• [Supplied data]:
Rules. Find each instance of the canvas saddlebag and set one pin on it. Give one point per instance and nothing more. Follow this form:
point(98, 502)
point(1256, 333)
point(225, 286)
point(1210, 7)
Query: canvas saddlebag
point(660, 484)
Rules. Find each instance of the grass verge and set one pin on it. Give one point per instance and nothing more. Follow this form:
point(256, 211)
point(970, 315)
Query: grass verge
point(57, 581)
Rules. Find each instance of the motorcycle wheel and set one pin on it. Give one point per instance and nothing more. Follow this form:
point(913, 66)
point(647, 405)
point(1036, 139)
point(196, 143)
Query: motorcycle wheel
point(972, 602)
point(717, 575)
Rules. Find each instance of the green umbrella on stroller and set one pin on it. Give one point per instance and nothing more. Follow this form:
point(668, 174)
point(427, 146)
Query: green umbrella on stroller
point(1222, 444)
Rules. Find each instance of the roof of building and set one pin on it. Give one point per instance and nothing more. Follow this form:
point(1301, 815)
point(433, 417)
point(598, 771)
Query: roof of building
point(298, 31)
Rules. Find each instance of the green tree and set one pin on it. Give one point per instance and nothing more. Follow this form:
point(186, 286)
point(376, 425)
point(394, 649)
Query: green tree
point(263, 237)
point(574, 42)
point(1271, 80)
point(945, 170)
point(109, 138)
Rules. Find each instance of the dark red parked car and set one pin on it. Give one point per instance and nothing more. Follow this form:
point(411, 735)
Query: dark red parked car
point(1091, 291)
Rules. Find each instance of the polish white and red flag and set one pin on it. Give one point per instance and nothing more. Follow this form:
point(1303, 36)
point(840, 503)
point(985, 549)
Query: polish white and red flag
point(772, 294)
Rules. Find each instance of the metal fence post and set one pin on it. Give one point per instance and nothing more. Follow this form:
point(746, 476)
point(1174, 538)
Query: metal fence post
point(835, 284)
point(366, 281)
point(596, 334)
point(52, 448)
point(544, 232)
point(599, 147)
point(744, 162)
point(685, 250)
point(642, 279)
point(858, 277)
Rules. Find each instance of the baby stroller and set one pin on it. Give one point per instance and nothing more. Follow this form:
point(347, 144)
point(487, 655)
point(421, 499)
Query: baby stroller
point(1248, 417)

• [Work required]: Could you retype, character for character, the lines of the material above, from the line containing "Rules. Find each instance of the motorcycle" through the line containing "point(717, 575)", with both of those lines included?

• [The completed task]:
Rules. Find each instance of the motorcycle wheel and set one pin on it. Give one point per instance and nothing more. Follow this form:
point(913, 66)
point(647, 405)
point(1036, 139)
point(196, 143)
Query: motorcycle wheel
point(972, 602)
point(717, 575)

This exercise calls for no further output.